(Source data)
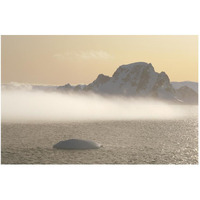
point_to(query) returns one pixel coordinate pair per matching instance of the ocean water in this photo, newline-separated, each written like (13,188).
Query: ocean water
(124,142)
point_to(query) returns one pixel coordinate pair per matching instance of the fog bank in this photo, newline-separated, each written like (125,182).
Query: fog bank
(26,106)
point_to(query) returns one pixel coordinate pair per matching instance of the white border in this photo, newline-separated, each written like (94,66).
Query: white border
(99,181)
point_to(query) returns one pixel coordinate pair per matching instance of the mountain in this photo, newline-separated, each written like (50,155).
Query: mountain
(137,80)
(133,80)
(190,84)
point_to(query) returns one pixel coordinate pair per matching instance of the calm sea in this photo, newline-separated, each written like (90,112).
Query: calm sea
(124,142)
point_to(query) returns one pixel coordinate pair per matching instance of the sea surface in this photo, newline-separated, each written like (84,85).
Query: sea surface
(124,142)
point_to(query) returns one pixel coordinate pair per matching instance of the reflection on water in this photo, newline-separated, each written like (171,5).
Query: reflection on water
(124,142)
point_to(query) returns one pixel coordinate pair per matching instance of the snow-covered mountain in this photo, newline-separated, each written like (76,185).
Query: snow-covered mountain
(190,84)
(133,80)
(138,80)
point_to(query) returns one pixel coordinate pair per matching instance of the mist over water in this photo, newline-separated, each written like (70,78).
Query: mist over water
(29,105)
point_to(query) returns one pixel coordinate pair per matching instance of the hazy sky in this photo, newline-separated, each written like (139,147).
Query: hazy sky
(58,60)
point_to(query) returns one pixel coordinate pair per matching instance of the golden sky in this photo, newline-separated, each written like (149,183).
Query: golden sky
(58,60)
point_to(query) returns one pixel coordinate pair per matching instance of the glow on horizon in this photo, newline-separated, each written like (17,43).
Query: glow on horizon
(79,59)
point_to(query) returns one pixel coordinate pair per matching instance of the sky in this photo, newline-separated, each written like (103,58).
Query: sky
(58,60)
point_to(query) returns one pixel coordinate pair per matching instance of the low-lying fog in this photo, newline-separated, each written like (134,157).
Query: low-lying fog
(27,105)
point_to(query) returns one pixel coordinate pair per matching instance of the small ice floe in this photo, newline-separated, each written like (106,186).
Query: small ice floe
(77,144)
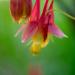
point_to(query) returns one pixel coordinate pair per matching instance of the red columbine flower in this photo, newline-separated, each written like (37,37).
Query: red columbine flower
(20,9)
(39,26)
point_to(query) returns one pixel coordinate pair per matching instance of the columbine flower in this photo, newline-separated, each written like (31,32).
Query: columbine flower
(20,9)
(39,27)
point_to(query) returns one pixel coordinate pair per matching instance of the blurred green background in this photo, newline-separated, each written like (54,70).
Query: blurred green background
(58,58)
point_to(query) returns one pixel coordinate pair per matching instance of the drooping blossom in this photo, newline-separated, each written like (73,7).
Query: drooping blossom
(40,26)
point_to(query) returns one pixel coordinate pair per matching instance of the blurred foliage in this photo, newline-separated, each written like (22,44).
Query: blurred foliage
(58,58)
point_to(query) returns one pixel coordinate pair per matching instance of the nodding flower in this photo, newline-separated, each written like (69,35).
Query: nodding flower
(20,9)
(40,26)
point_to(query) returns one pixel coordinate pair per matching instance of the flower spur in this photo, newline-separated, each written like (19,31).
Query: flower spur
(39,27)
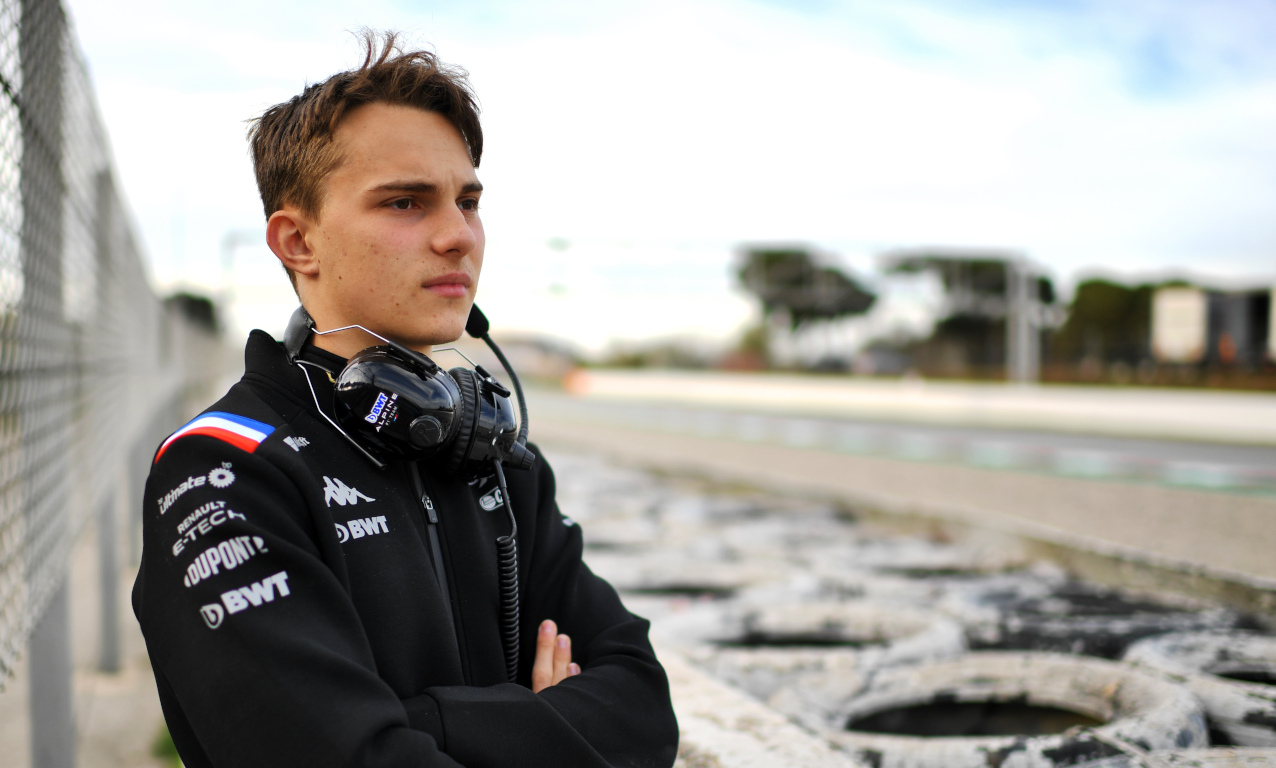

**Task details:** Print the records exactly and omit all pictures.

**Completed task:**
point_to(query) returns one pixel coordinate pair per matching instance of the ocean water in this photo, newline-separated, each written like (13,188).
Query: ocean water
(124,142)
point_to(query) returns one pixel coordinate pair per matching instance of the fog bank in this photo, newline-separated, each written like (125,182).
Query: fog bank
(26,106)
point_to(query) returns one pixel coordinate pair per matching instance of the white border in this photo, newline-separated, each written like (94,66).
Query: white border
(99,181)
point_to(query) returns one pixel coordinate pair per matching instance of the mountain in this photo, newline-separated, each written like (50,155).
Query: mountain
(137,80)
(133,80)
(190,84)
point_to(query) returns one pixel coordinate pair per matching instance of the calm sea in this photo, newline-separated, each written like (90,112).
Query: calm sea
(124,142)
point_to(query) returns one pixel coordinate pair per matching instance of the sea surface in this photo, newline-separated, each written like (84,85).
Query: sea surface
(124,142)
point_to(query) returns one pixel coordinate pair per matching instance of the reflection on water in this photo, newline-separated, each written like (171,5).
Query: reflection on water
(124,142)
point_to(query) returns one pixel coordinate pair per matching instance of the snow-covered mountain in this photo, newline-separated, each written like (76,185).
Query: snow-covered mountain
(190,84)
(133,80)
(138,80)
point_to(query) returns one pixel coordinate pair per matching instance of the mist over water in this photo, newline-separated, each written like (70,78).
Query: mist over water
(29,105)
point_to(query) returns one pixel coordinate pair per matching instance of the hazy sky in this photo, newline-separated, each written like (139,147).
Query: hazy sky
(58,60)
point_to(query) returns one pixel coordinate pair per matching instance of the golden sky in this photo, newline-separated, each written like (149,183).
Query: golden sky
(58,60)
point_to(query) returns one pixel coordinate pair per matching instance of the glow on horizon in this photo, newline-separated, each written like (17,43).
Query: glow on horizon
(79,59)
point_to(query) returns one pixel coordinate pair per matching instance of the sky in this photo, newline-separated, each written like (103,58).
Query: sky
(58,60)
point_to(query) returns one pixel coordinate pair per matching instance of the low-lying fog in this photo, newline-separated, each written like (134,157).
Query: low-lying fog
(27,105)
point_to(query) returns one pixel coordinate pair per matching instance of the small ice floe in this photo, newline-separated, each written like (106,186).
Query: small ice floe
(77,144)
point_to(query) returns one pixel coordinate pair per matching instance of the red columbine flower in this photo, newline-separated, each written like (37,37).
Query: red columbine flower
(20,9)
(39,26)
point_to(query) returns one pixel coordinate pair per matching instance of the columbine flower in this photo, newline-separated, each written like (31,32).
Query: columbine flower
(20,9)
(39,27)
point_to(query) returns one pixel coordinate pair per matching instance of the blurred green background in this photo, newline-separated, each written like (54,70).
Query: blurred green background
(58,58)
point_to(query) returns one pixel coordinate pair per matching instance of the drooping blossom in this photo, newline-separated, each written like (73,7).
Query: drooping blossom
(40,26)
point_to(query) returns one pixel coordinate pair per matching instance of the blurred foliage in this photo, newline-separated, each written like (22,44).
Query: blurred foliage
(58,58)
point_to(query) returns one pixel coordinate pair per matching instance of the nodding flower in this photo, newline-separated, each written like (69,35).
Query: nodding flower
(20,9)
(40,26)
point_to(query) returns one pixel coordinate pair per matching instance of the flower spur in this photo, newline-separated, each written like (19,31).
Query: flower spur
(39,27)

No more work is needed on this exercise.